Task requirements:
Answer these about the story below of the drive into Bellows Falls:
1. What ride does the writer call the perfect choice?
2. What does the speed limit change to coming down the hill into the village?
3. What does the officer ask the writer?

Extract to read:
I started up to head home, “hey Dewey, there is that sound again.” It will go away, and it did. Wow, driving home was easier than going. Ray is getting good at towing “his lady.” Speed limit safely all the way, cornered well, my choice in rides to escort her (2001 Ford F150) was just perfect.

You know US Route 5 heading south into Bellows Falls. Coming down the hill into the village the speed limit changes to 30 MPH (hey I am driving American so thinking MPH vice KPH). You know the stretch – flashing speed sign (thanking you for being at the right speed) then the police station, fire station, J&M Towing, and Lisai’s where I love to grocery shop. Approaching the police station I see a cruiser pull to the curb – the blue lights come on, I slide past. The cruiser comes out, siren blaring. Must be on a call, I pull over to make room.

Cruiser pulls up behind me, angles to block the road. Young officer comes up to me. My hands on the wheel to show I do not have a weapon in my hands. A female officer, just a kid, and I say, “hi officer, I know I was going the speed limit.” “Yes you are,” she replies, “but did you know you are on fire?” Well, Ms “I” think that beats your tale!

Provided material:
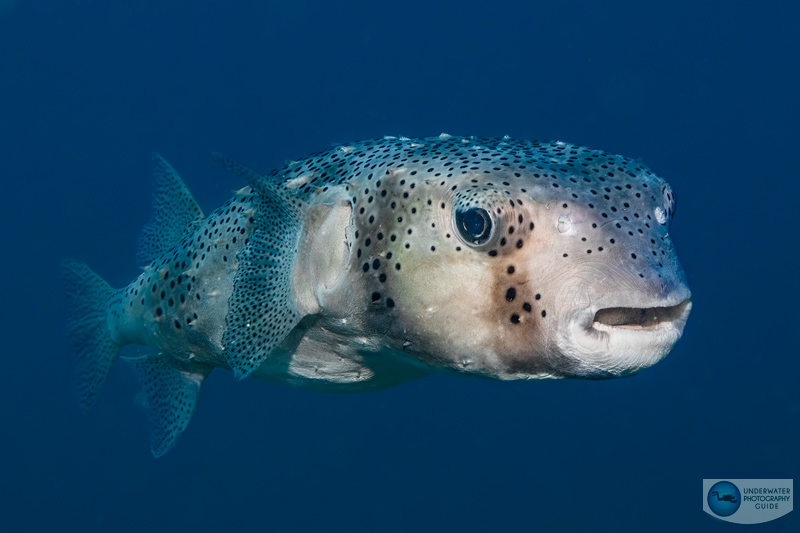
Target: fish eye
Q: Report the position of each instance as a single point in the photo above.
(474, 224)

Response to the task:
1. A 2001 Ford F150.
2. 30 MPH.
3. Whether the writer knew they were on fire.